> _Assigned task_
Through the end of the data below, output every line exactly, beginning with the line that contains "Where can you see the face".

──────

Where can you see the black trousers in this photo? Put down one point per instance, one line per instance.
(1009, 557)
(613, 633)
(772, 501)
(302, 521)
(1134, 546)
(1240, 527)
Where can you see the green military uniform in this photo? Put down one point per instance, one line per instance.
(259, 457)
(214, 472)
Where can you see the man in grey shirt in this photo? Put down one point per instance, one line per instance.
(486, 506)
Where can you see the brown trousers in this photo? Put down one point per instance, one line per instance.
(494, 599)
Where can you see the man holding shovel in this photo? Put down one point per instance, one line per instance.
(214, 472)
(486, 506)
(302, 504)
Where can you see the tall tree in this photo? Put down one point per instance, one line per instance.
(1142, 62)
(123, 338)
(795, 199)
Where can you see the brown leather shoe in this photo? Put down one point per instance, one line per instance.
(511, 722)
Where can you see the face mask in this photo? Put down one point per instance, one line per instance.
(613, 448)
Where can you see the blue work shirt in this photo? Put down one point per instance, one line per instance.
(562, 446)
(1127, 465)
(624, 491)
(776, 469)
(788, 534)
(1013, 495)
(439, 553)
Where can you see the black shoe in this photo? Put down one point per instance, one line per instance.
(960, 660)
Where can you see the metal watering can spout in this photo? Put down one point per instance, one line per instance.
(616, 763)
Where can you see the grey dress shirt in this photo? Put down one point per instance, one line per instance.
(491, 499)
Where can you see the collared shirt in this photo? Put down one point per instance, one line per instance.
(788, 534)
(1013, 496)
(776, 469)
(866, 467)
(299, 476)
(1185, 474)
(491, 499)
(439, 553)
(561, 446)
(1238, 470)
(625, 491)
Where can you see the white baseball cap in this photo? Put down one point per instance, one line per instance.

──────

> _Solved problem_
Where can you see the face mask in this photo? Put down one point per instance, one line per instance.
(613, 448)
Where can you see the blue work shirt in this photo? Put down one point per instance, one line per instance.
(562, 446)
(1127, 465)
(624, 491)
(776, 469)
(788, 534)
(1013, 495)
(439, 553)
Where can you see the black shoe in this photo? Put down one point per instance, one line per instance.
(960, 660)
Where can you see the metal watering can spout in this photo? Put down one point per instance, one line per instance.
(616, 763)
Where can you see the grey dress shirt in this photo? Put down one point per instance, one line per instance.
(491, 499)
Where can you see the collared shirt in this photo? Put down one point per instance, one line per instance.
(788, 534)
(1013, 496)
(776, 469)
(866, 467)
(299, 476)
(1185, 474)
(491, 499)
(439, 553)
(561, 446)
(1238, 470)
(625, 491)
Where can you see the white baseball cap in this photo? Put down one point per instance, one line per instance.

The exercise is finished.